What this task involves => Put everything in the records from the line containing "Find the awning" down to the line containing "0,411 -> 49,473" into a JSON list of strings, one string per line, leaving out any blank lines.

Record set =>

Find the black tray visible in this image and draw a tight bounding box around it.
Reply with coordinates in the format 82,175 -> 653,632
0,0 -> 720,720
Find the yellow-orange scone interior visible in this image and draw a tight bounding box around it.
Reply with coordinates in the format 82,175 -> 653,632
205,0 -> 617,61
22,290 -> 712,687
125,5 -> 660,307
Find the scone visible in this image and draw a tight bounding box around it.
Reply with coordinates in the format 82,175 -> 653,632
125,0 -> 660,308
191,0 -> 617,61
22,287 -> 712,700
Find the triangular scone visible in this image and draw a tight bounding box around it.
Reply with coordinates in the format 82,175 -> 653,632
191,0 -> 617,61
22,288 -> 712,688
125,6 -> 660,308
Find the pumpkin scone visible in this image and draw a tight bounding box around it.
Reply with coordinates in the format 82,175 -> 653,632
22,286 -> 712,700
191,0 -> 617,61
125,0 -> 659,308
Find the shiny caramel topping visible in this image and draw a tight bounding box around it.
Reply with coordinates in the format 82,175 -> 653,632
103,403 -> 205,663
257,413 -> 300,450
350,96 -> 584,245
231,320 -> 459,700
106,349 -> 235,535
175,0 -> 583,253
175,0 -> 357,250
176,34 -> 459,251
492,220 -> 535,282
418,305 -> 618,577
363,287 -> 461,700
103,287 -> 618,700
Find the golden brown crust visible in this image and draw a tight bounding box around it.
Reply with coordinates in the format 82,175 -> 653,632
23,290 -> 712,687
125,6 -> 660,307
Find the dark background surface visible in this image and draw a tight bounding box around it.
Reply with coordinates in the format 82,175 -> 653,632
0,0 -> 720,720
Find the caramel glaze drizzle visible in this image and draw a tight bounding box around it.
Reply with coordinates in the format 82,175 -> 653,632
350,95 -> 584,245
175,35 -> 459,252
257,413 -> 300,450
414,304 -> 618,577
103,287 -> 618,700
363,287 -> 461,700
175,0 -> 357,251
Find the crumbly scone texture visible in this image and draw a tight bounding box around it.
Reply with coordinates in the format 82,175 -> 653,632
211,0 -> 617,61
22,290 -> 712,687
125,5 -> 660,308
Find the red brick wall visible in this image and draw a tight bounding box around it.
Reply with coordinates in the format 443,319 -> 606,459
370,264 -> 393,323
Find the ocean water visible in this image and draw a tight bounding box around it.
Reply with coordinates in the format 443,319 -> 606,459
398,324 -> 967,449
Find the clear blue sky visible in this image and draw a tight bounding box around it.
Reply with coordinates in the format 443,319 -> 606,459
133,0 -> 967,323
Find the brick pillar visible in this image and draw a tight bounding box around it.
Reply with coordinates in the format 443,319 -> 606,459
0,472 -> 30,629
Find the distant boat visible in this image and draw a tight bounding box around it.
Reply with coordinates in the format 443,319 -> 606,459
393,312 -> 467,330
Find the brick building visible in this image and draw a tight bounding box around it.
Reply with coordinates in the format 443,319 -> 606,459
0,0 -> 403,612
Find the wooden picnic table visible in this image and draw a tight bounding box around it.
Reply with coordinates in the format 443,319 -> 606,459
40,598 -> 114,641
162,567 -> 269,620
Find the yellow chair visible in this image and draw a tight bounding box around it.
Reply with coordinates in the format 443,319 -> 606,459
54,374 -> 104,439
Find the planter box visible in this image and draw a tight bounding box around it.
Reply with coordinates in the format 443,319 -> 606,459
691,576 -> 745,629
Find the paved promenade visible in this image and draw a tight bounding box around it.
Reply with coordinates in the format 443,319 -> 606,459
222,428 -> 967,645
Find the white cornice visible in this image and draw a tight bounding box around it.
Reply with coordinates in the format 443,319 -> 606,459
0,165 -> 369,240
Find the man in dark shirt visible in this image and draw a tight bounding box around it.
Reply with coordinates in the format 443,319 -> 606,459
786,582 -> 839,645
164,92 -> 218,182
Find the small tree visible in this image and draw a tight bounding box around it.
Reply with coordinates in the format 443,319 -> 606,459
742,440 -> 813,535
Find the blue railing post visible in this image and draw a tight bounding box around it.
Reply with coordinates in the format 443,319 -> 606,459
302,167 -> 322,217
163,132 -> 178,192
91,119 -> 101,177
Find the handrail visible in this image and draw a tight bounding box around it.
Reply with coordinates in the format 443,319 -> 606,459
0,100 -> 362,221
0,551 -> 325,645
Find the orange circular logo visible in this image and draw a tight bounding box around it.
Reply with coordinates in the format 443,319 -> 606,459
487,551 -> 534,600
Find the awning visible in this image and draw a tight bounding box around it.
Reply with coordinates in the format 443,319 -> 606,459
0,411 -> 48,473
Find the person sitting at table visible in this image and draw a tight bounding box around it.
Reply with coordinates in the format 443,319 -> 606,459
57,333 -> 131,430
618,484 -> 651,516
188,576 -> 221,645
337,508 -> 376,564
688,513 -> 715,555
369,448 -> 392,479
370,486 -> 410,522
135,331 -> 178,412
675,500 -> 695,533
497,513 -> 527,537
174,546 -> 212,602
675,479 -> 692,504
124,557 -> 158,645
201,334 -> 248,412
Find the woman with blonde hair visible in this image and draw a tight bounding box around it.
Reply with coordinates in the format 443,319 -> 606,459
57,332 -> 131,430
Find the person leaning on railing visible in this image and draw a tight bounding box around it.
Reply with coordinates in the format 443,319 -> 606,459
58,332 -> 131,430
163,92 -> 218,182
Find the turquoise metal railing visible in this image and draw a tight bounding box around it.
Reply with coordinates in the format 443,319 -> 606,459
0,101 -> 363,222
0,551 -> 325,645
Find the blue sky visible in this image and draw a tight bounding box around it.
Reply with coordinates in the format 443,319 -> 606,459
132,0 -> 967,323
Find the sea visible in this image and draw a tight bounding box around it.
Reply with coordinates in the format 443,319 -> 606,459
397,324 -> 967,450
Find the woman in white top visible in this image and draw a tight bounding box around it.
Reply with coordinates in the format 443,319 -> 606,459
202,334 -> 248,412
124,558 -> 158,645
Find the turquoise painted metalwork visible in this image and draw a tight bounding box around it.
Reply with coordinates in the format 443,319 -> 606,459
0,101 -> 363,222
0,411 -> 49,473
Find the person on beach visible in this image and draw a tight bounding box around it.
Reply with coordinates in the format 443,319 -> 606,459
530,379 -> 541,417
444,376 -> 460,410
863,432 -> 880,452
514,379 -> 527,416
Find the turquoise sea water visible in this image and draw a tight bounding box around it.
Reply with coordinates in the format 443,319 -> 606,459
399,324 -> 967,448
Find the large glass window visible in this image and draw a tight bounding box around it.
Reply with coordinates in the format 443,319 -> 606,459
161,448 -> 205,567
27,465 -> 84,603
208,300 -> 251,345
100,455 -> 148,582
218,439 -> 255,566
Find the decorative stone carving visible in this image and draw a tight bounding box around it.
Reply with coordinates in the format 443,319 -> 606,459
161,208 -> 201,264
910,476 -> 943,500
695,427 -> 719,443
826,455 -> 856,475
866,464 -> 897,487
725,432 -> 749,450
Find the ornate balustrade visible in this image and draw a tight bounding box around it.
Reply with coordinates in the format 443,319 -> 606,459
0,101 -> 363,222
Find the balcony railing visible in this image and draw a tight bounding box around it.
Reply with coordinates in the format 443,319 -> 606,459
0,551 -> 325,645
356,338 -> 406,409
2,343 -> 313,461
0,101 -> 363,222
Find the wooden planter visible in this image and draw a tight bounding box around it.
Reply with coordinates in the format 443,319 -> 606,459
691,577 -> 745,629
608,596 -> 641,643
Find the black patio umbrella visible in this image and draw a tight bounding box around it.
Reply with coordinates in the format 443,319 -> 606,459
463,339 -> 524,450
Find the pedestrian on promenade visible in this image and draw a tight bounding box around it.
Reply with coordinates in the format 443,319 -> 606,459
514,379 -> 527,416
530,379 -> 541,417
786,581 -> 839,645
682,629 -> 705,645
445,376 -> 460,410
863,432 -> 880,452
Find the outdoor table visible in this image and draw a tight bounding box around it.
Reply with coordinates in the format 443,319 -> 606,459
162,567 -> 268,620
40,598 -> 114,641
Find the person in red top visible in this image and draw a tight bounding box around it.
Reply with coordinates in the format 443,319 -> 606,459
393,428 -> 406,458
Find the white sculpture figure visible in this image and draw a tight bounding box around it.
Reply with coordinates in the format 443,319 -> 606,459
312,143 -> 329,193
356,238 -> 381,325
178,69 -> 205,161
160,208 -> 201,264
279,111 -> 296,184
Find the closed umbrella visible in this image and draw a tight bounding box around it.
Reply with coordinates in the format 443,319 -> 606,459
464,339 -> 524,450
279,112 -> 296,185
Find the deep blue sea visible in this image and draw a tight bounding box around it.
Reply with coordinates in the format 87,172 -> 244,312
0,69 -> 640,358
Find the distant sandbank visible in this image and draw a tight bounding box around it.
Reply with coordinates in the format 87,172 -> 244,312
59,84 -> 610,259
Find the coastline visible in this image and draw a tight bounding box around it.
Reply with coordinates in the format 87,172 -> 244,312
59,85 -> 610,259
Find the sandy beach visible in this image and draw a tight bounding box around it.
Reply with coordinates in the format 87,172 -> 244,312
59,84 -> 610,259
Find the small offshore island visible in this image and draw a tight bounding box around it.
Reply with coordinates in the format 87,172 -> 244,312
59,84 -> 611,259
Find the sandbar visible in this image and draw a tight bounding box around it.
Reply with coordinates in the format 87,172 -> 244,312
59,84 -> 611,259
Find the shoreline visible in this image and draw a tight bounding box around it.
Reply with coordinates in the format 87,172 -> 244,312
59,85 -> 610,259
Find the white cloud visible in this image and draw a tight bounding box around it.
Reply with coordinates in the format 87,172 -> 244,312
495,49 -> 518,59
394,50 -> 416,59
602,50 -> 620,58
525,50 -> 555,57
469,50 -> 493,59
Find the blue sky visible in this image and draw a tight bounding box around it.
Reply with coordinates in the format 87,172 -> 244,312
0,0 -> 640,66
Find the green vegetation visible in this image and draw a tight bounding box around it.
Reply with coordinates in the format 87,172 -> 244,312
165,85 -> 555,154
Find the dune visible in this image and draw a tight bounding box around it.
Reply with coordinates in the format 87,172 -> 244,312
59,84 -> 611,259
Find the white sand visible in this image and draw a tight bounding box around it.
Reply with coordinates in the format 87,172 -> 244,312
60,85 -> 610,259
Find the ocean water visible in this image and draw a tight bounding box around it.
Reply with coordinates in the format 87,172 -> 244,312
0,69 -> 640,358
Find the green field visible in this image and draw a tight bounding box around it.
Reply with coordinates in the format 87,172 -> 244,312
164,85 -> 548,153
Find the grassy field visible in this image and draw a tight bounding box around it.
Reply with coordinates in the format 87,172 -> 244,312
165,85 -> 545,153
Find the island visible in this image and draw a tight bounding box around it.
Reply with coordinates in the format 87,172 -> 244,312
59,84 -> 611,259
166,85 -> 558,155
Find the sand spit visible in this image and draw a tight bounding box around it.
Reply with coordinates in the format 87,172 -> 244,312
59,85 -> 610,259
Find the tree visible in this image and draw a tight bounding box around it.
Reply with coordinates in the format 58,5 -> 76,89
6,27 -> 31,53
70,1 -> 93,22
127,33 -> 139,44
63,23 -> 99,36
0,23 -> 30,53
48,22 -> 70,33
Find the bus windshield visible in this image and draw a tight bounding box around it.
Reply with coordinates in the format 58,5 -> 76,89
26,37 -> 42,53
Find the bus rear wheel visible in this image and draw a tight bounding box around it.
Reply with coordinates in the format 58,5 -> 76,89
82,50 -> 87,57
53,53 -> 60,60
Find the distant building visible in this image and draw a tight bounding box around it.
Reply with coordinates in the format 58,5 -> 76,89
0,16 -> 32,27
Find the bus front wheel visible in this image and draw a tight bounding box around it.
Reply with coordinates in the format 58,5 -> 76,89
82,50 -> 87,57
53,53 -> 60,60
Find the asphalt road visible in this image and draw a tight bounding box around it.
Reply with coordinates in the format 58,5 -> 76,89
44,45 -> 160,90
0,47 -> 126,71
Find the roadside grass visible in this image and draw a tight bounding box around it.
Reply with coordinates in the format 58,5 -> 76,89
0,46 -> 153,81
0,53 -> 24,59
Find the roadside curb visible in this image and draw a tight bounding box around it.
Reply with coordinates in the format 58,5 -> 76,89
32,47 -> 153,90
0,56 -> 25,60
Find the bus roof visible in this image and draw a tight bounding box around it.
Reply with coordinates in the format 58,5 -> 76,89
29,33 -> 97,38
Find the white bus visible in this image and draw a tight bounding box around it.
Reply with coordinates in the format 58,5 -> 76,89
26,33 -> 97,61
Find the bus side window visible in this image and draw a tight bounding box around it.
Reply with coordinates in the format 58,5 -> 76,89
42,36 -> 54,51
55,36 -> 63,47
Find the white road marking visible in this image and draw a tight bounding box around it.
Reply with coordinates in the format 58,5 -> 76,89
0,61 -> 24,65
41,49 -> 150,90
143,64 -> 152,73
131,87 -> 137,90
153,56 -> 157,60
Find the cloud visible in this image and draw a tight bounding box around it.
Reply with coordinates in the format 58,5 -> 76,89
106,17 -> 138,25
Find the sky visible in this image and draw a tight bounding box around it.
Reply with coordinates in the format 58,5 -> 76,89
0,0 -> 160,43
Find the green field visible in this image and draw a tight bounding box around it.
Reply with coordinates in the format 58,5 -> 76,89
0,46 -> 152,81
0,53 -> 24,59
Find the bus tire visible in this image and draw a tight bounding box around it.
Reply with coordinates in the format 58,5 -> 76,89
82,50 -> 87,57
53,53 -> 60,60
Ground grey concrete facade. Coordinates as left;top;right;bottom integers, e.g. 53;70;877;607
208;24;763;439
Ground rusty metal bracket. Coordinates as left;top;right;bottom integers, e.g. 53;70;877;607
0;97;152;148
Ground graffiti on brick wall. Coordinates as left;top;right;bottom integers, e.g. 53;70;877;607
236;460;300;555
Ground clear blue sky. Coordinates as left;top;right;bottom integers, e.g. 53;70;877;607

Reply to the exercise =>
[
  "Find the awning visible in this image and draw a tight bounding box around it.",
  "Reply with coordinates in the format 443,319 -> 606,459",
  "0,411 -> 48,473",
  "Find the person sitting at table visible in this image and draw a tight bounding box around it.",
  "Reply with coordinates in the format 443,319 -> 606,459",
  "57,333 -> 131,430",
  "618,484 -> 651,516",
  "188,576 -> 221,645",
  "337,508 -> 376,564",
  "688,513 -> 715,555",
  "369,448 -> 392,479",
  "370,486 -> 410,522",
  "135,331 -> 178,412",
  "675,500 -> 695,533",
  "497,513 -> 527,537",
  "174,546 -> 212,602",
  "675,479 -> 692,504",
  "124,557 -> 158,645",
  "201,334 -> 248,412",
  "Find the woman with blonde hair visible in this image and draw a tight bounding box around it.",
  "Reply with coordinates in the format 443,319 -> 606,459",
  "57,332 -> 131,430",
  "Find the person leaning on railing visible in this image and draw a tight bounding box around it.",
  "Reply with coordinates in the format 443,319 -> 606,459",
  "58,332 -> 131,430",
  "163,92 -> 218,182",
  "Find the turquoise metal railing visible in this image and draw a tight bounding box around it.",
  "Reply with coordinates in the format 443,319 -> 606,459",
  "0,101 -> 363,222",
  "0,551 -> 325,645",
  "Find the blue sky visible in this image and draw a tight bounding box around it.",
  "Reply with coordinates in the format 443,319 -> 606,459",
  "132,0 -> 967,323",
  "Find the sea visible in this image and draw a tight bounding box around it.",
  "Reply with coordinates in the format 443,319 -> 606,459",
  "397,324 -> 967,450",
  "Find the woman in white top visible in this image and draw a tight bounding box around it.",
  "Reply with coordinates in the format 443,319 -> 606,459",
  "202,334 -> 248,412",
  "124,558 -> 158,645",
  "Find the turquoise painted metalwork visible in this image and draw a tight bounding box around it.",
  "Reply with coordinates in the format 443,319 -> 606,459",
  "0,101 -> 363,222",
  "0,411 -> 49,473"
]